Texto de leitura -
════

Não existem dados específicos sobre o consumo de milho no Nordeste, mas dados da Abimilho indicam que cada brasileiro consome, em média, cerca de vinte quilos por ano. É um volume ainda considerado baixo. Em outros países, como o México, o consumo por pessoa chega a sessenta e três quilos por ano. 

Alheios as estatísticas oficiais, os vendedores de milho das feiras de Salvador, comemoram. Nunca venderam tanto milho como este ano.“O consumidor esta comprando muito, e certamente até segunda-feira ainda vai tem mais saída", afirma Emanuel de Jesus, feirante há 41 anos na feira de São Joaquim. 

Invenções

Os especialistas são unânimes em afirmar que um conjunto de fatores vem contribuindo para a melhoria da produção. As estratégias envolvem desde sementes cada vez mais resistentes as pragas, uso de tecnologia de última geração, ao apuro no manejo das plantações. Atualmente existem mais de 150 espécies de milho cultivadas no Brasil, de diversas cores e formatos, transgênicos e não-transgênicos.

════

Dados de origem -
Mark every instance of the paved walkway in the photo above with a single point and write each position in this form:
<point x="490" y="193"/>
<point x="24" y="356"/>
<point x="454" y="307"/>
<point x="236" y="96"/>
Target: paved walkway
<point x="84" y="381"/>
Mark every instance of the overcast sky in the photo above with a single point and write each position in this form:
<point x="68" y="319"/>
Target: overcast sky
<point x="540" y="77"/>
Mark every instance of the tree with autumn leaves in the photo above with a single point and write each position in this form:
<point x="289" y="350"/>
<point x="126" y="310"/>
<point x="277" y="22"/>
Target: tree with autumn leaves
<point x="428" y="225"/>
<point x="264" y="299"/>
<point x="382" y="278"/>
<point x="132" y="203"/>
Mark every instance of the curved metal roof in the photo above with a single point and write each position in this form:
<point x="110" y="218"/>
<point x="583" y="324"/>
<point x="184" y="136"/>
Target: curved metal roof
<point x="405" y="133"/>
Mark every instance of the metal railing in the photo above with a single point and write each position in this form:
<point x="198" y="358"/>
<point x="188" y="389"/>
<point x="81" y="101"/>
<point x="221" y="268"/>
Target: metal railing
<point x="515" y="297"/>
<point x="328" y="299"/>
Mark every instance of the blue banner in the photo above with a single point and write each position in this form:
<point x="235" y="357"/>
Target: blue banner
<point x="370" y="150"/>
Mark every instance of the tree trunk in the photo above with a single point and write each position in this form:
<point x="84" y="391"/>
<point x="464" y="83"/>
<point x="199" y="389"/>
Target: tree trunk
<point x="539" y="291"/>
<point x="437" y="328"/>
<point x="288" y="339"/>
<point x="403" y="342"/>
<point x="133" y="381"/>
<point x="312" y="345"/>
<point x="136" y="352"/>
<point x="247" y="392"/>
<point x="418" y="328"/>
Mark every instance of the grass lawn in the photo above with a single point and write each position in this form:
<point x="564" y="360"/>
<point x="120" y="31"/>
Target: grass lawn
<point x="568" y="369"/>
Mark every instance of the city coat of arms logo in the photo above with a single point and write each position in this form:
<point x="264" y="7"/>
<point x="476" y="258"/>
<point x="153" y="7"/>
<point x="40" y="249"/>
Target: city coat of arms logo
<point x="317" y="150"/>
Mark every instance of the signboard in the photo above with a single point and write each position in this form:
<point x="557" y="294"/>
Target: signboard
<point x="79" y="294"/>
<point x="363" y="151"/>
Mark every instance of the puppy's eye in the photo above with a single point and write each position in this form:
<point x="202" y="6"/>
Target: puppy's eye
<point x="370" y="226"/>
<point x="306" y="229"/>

════

Exercícios propostos -
1 > Liste as estratégias que, segundo o texto sobre o milho, estão envolvidas na melhoria da produção.
2 > Retome o texto sobre o milho e continue-o a partir da sua última frase.

Respostas por tarefa -
1 >
- sementes cada vez mais resistentes as pragas
- uso de tecnologia de última geração
- apuro no manejo das plantações

2 >
E tem agricultores investindo também no plantio orgânico. É o caso dos produtores rurais da Associação de Desenvolvimento Rural Sustentável de Macambira, em Ribeira do Pombal, no nordeste do estado. Com o apoio do projeto Bahia Produtiva, desenvolvido pela Secretaria de Desenvolvimento Rural (SDR), cerca de 30 famílias estão cultivando milho da variedade cateto e usam sementes 100% crioulas, como são chamadas as sementes selecionadas naturalmente, e cultivadas por comunidades tradicionais. 

A produção vem dando tão certo, que um agricultor da comunidade, Valdiram Anchieta Costa, desenvolveu até um moinho elétrico para ajudar no beneficiamento do milho. Enquanto no equipamento manual eram gastos dez minutos para produzir um quilo de milho moído, a versão elétrica permite moer até vinte quilos em uma hora. O agricultor Valdiram Anchieta Costa desenvolveu um moinho elétrico para ajudar a beneficiar o milho cultivado pela comunidade de Macambira, em Ribera do Pombal. Segundo o técnico agrícola Lucelio Bastos, o equipamento dá agilidade ao processo.  (Foto: Georgina Maynart/ CORREIO) “Foi montada uma espécie de mesa de apoio para o antigo moinho manual. Tem um motor de meio cavalo, de baixa rotação, e também uma corrente de moto reaproveitada para fazer tudo funcionar. A massa moída já cai em uma vasilha”, conta o técnico agrícola e primo do agricultor, Lucélio Bastos.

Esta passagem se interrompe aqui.